*Exercise:* Rewrite all of the records with every "sample" changed to "pattern", leaving everything else the same.

## START Exercise data

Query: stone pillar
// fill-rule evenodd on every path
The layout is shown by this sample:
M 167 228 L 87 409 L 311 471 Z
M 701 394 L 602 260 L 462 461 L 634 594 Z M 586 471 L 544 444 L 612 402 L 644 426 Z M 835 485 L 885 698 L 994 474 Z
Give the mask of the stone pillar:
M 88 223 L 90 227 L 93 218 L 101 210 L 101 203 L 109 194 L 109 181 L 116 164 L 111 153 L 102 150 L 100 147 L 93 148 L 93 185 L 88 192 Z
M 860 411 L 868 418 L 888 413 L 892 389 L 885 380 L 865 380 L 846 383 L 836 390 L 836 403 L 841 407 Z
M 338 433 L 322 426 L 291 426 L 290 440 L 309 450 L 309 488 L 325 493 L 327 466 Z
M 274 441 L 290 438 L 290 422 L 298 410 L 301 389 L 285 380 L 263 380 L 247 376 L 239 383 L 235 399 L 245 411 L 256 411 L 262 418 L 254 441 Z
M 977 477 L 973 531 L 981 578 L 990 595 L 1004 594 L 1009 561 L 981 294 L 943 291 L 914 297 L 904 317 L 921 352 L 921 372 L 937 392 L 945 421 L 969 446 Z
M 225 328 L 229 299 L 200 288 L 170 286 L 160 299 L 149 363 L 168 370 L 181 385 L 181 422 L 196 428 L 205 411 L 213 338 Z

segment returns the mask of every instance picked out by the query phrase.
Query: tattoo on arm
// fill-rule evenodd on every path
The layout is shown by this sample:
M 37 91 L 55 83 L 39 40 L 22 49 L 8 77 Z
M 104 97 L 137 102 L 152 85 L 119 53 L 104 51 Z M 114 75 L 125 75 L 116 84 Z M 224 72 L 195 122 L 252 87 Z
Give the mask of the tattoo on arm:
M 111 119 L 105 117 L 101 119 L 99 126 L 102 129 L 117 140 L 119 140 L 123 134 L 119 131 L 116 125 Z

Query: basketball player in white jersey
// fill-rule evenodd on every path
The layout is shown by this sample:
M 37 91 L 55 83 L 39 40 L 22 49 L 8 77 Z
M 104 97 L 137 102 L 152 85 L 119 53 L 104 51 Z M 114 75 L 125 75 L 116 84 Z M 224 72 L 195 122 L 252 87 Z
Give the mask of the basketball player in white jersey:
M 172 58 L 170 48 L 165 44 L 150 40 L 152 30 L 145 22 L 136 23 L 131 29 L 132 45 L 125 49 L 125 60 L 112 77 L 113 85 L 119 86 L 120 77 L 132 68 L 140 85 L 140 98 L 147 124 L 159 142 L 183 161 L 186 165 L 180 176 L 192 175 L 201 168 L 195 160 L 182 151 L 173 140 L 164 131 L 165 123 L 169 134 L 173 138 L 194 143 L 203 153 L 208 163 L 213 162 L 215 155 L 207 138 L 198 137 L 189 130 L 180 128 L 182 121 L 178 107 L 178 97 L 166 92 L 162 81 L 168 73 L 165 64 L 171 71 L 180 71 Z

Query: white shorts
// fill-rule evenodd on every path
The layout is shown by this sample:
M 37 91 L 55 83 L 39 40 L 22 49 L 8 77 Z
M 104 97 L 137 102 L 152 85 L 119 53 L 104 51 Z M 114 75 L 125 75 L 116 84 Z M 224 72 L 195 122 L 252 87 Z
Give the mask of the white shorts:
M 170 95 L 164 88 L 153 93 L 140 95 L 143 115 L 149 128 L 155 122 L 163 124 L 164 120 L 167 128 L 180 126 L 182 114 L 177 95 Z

## END Exercise data

*Correct response:*
Query: stone pillar
// fill-rule evenodd on every path
The layout is shown by this pattern:
M 167 228 L 87 409 L 311 471 Z
M 701 394 L 602 260 L 462 461 L 634 594 Z M 586 471 L 544 444 L 612 402 L 644 426 Z M 835 485 L 885 698 L 994 474 Z
Give the mask of the stone pillar:
M 88 223 L 90 227 L 93 218 L 101 210 L 101 203 L 109 194 L 109 181 L 116 164 L 111 153 L 102 150 L 100 147 L 93 148 L 93 185 L 88 192 Z
M 860 411 L 868 418 L 888 413 L 892 389 L 885 380 L 865 380 L 846 383 L 836 390 L 836 403 L 841 407 Z
M 338 433 L 322 426 L 291 426 L 290 440 L 309 450 L 309 488 L 325 493 L 327 466 Z
M 274 441 L 290 438 L 290 422 L 298 410 L 301 389 L 285 380 L 263 380 L 247 376 L 239 383 L 235 399 L 245 411 L 256 411 L 262 418 L 254 441 Z
M 977 477 L 973 531 L 981 578 L 990 595 L 1004 594 L 1009 561 L 981 294 L 943 291 L 914 297 L 904 317 L 921 352 L 921 372 L 937 392 L 945 421 L 969 446 Z
M 225 328 L 229 299 L 200 288 L 170 286 L 160 299 L 149 363 L 168 370 L 181 385 L 181 422 L 196 428 L 205 411 L 213 338 Z

segment returns the mask of every instance picked out by the query phrase.
Query: tattoo on arm
// fill-rule evenodd on every path
The layout is shown by this pattern:
M 37 91 L 55 83 L 39 40 L 22 49 L 8 77 Z
M 104 97 L 137 102 L 152 85 L 119 53 L 104 51 Z M 114 75 L 125 75 L 116 84 Z M 224 72 L 195 122 L 252 87 Z
Give the mask of the tattoo on arm:
M 111 119 L 105 117 L 101 119 L 99 126 L 102 129 L 117 140 L 119 140 L 123 134 L 119 131 L 116 125 Z

Query: basketball player in white jersey
// fill-rule evenodd on every path
The layout is shown by this pattern:
M 37 91 L 55 83 L 39 40 L 22 49 L 8 77 Z
M 104 97 L 137 102 L 152 85 L 119 53 L 104 51 Z M 114 75 L 125 75 L 116 84 Z M 224 72 L 195 122 L 252 87 Z
Give the mask of the basketball player in white jersey:
M 172 58 L 170 48 L 165 44 L 150 40 L 152 30 L 145 22 L 136 23 L 131 29 L 132 45 L 125 49 L 125 60 L 112 77 L 113 85 L 119 86 L 120 77 L 132 68 L 140 85 L 140 98 L 147 124 L 159 142 L 183 161 L 186 165 L 180 176 L 192 175 L 201 168 L 195 160 L 182 151 L 173 140 L 164 131 L 165 123 L 169 134 L 173 138 L 194 143 L 203 153 L 208 163 L 213 162 L 215 155 L 207 138 L 198 137 L 189 130 L 180 128 L 182 121 L 178 107 L 178 97 L 166 92 L 162 81 L 168 73 L 165 64 L 171 71 L 180 71 Z

Query: white shorts
// fill-rule evenodd on every path
The layout is shown by this pattern:
M 37 91 L 55 83 L 39 40 L 22 49 L 8 77 Z
M 104 97 L 137 102 L 152 85 L 119 53 L 104 51 Z M 114 75 L 125 75 L 116 84 Z M 224 72 L 195 122 L 252 87 Z
Give the mask of the white shorts:
M 170 95 L 164 88 L 153 93 L 140 95 L 143 115 L 149 128 L 155 122 L 163 124 L 164 120 L 167 128 L 180 126 L 182 114 L 177 95 Z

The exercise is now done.